__Exercise objective__
Answer these questions using the matriculation address below.
1. How many students in the incoming class come from Germany?
2. How many years before this address was ICU founded?
3. What was the primary education enrollment rate in sub-Saharan Africa in 2010?

__Selected passage__
ICU 2013 Autumn Matriculation Addres by Junko Hibiya, President


Junko Hibiya, President

I would like to welcome all members of the incoming class to the ICU community. May I also offer warm greetings to those family members who are with us. The class includes students from more than 30 countries, including 1 each from Argentina, Brazil, Ethiopia, Mexico, New Zealand, Romania, 14 from Germany, 31 from the UK, and 223 from the US, among others.

ICU was founded exactly sixty years ago through international cooperation with the aim of vindicating the possibilities of a world community by realizing on its campus an international community that will be a laboratory in international culture and understanding. Coming from diverse educational and cultural backgrounds, you are expected to enrich the ICU student body with different and innovative ways in which to meet the challenges of the new global age.

Are you familiar with the "Millennium Development Goals: MDGs"? They integrate the United Nations Millennium Declaration adopted at the Millennium Summit in 2000 and international development goals adopted by major international conferences and summits in the 1990s. These goals set out 8 time-bound targets with a deadline of 2015. The first goal is to eradicate extreme poverty and hunger.

The second goal is to achieve universal primary education, with the target of ensuring that, by 2015, children everywhere, boys and girls alike, will be able to complete a full course of primary schooling. According to the 2012 issue of UNESCO's Education for All Global Monitoring Report, however, enrolment in primary education in 2010 was 91% in the world, 81% in low-income countries and 77% in sub-Saharan Africa. The year 2015 is the year after next. Today, one in ten children on the earth still cannot receive an elementary school education; the ratio is even worse, one out of four, in sub-Saharan Africa. Some of you may take it for granted to be enrolled in an institution of higher education. However, it is worthwhile reminding ourselves that there are many who are forced to abandon hope of receiving even an elementary school education.

__Information__
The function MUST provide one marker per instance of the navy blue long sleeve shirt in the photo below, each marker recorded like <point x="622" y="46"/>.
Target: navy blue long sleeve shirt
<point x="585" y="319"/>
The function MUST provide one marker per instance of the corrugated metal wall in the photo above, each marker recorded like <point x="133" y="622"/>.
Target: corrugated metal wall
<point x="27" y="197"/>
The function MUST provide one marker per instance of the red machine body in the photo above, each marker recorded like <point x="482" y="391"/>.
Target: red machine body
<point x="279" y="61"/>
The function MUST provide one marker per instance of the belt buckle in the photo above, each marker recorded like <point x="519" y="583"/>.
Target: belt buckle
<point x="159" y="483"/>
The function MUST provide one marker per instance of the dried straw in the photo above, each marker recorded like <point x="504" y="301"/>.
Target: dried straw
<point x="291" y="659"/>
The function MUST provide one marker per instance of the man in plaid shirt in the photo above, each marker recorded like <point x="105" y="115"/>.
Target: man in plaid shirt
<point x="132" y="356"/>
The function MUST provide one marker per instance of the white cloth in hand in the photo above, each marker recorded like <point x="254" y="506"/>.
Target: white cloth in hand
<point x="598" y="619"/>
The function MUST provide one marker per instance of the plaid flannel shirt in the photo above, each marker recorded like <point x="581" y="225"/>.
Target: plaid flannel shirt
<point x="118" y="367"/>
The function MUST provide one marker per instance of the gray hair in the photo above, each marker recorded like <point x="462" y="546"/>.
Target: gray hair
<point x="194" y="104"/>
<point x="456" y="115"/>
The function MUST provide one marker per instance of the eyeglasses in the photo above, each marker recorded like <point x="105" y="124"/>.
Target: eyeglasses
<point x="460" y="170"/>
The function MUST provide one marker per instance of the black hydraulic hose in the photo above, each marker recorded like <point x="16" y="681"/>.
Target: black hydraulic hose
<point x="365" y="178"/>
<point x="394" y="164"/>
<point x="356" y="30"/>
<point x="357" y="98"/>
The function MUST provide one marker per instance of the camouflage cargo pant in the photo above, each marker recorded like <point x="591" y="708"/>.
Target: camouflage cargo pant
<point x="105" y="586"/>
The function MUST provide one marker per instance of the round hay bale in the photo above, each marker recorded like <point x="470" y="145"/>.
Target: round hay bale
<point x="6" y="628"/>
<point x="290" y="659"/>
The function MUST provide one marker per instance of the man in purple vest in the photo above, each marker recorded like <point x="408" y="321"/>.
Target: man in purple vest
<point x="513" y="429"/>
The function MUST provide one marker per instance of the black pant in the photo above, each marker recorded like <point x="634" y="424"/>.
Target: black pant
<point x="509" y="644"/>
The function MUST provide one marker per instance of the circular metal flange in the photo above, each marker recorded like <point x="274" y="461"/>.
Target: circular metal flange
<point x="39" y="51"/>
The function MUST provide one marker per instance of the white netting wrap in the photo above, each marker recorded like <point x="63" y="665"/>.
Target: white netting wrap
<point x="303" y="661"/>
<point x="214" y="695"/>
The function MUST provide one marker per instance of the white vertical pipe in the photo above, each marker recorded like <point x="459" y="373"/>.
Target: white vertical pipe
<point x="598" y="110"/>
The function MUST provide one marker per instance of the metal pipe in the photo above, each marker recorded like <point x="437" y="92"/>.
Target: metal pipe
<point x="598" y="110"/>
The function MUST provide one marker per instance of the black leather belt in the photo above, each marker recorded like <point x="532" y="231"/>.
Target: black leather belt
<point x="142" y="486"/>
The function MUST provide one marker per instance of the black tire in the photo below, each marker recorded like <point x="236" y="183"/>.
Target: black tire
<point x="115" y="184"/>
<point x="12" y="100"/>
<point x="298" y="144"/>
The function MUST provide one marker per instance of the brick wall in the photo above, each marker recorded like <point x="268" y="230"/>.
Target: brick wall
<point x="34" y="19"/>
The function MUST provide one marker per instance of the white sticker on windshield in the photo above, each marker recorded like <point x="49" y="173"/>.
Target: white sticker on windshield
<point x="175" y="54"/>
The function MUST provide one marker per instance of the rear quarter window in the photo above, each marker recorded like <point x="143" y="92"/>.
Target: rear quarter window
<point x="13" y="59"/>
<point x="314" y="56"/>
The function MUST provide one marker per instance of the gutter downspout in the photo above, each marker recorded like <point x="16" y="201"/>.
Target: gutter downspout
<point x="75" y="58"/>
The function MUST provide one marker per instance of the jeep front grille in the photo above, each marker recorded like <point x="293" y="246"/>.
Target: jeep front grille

__Answer section__
1. 14
2. Sixty years
3. 77%